Can you give the material below back with every "heat-map build" changed to "density-map build" and everything else left as it is?

· · ·

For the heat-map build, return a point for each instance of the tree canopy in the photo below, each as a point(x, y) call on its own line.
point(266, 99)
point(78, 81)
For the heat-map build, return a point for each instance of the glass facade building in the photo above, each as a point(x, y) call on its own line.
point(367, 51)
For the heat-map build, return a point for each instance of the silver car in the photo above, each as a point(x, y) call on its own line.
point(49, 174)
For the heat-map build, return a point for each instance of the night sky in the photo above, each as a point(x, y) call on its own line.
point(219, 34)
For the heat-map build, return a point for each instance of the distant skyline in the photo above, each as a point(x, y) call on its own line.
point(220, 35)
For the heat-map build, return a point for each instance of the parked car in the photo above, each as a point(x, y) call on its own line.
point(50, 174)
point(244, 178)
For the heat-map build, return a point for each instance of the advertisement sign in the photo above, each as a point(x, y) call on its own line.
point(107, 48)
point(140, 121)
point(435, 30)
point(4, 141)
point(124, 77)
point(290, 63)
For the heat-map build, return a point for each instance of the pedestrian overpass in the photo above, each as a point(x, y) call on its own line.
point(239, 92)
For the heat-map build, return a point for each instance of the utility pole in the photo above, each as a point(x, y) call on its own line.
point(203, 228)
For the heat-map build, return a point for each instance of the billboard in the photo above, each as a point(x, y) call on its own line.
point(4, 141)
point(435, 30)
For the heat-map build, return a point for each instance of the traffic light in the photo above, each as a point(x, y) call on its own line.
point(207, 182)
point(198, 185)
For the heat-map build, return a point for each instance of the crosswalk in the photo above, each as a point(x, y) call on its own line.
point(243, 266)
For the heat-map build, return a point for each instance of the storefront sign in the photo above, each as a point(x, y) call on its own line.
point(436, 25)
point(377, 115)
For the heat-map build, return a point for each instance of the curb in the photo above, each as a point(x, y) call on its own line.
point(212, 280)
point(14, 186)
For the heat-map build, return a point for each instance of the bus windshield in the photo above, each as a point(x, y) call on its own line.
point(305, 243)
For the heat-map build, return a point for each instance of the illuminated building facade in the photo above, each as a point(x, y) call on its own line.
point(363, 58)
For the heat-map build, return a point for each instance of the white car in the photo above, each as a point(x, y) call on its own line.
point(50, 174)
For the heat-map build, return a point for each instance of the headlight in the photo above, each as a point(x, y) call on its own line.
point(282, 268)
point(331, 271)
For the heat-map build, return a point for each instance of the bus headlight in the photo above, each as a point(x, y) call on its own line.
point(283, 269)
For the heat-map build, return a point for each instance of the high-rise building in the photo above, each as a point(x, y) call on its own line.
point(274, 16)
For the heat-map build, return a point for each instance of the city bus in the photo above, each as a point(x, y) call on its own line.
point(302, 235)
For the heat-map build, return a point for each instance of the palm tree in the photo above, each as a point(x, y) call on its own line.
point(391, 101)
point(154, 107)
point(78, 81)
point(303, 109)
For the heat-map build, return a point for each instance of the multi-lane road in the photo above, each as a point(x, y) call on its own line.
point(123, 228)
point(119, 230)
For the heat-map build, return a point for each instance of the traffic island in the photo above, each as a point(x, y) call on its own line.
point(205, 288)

· · ·

IN RESPONSE
For the density-map build, return a point for each instance of the tree canopy in the photo below, each as a point(x, y) call on its own line.
point(266, 99)
point(78, 81)
For the density-map build, return a point for each instance of the glass facade building in the photo above, each as a point(x, y) call on its own line.
point(367, 51)
For the density-map build, return a point for each instance of the silver car in the photo above, each as a point(x, y) call on its own line.
point(49, 174)
For the density-map build, return a point for each instance of the night sky in the photo above, each as a point(x, y) call on its own line.
point(219, 34)
For the density-map build, return a point for each instance of the distant skyline in the photo above, each as a point(x, y) call on its own line.
point(220, 35)
For the density-map build, return a point for each instance of the parked car in the photo above, each as a point(x, y) call on its own line.
point(50, 174)
point(244, 178)
For the density-map build, return a point for each instance of the advertisement sign in the photo above, each as a point(x, y) call on its own line.
point(107, 48)
point(140, 121)
point(435, 30)
point(4, 141)
point(124, 77)
point(290, 63)
For the density-map build, return a point for each instance of the pedestrian overpass in the photo above, each as a point(x, y) call on its own line.
point(239, 92)
For the density-map build, return a point for each instance of the utility pole in the photo above, each as a point(x, y) call on its own line.
point(203, 228)
For the density-map build, return a point for each instance of the billboard in the photo above, each as a point(x, y) call on its own line.
point(4, 141)
point(435, 30)
For the density-map build, return a point for each instance of the traffic light in the photo above, each as a point(x, y) call on its own line.
point(207, 182)
point(198, 185)
For the density-map build, return a point for each instance of the crosswalk in the photo above, each as a point(x, y) call on its own line.
point(243, 266)
For the density-map build, return a point for each instance of the storefront sign in the photo above, each as a point(x, y) call on its own line.
point(436, 25)
point(377, 115)
For the density-map build, return a point for each instance of the curb in the photo above, each as a point(x, y) call on its own line.
point(212, 280)
point(14, 186)
For the density-map build, return a point for each instance of the bus windshield in the photo above, each as a point(x, y) call on its own line.
point(305, 243)
For the density-map build, return a point for each instance of the illuminated building facade in the photo above, each as a point(x, y) call on its own line.
point(363, 58)
For the density-map build, return a point for each instance of the white car in the photo above, each as a point(x, y) call on its own line.
point(50, 174)
For the density-map build, return a point for each instance of the headlight in the photo above, each as a point(x, y) call on its own line.
point(282, 268)
point(331, 271)
For the density-map build, return a point for each instance of the bus headlight in the photo above, each as a point(x, y) call on its own line.
point(283, 269)
For the density-map build, return a point for each instance of the high-rise building in the photo above, each as a point(x, y) call on its own line.
point(274, 16)
For the density-map build, return a point for each instance of the city bus in the photo above, each as a point(x, y) call on its own line.
point(302, 235)
For the density-map build, return a point for each instance of the palm tree in the photo above, each as a point(x, y) call on its own line.
point(391, 101)
point(154, 107)
point(78, 81)
point(303, 109)
For the density-map build, return a point for each instance of the multi-lane road in the photo above, each as a point(x, y) call on its own line.
point(123, 228)
point(119, 230)
For the density-map build, return a point for each instance of the traffic island in the photo above, each as a point(x, y) call on its own line.
point(205, 288)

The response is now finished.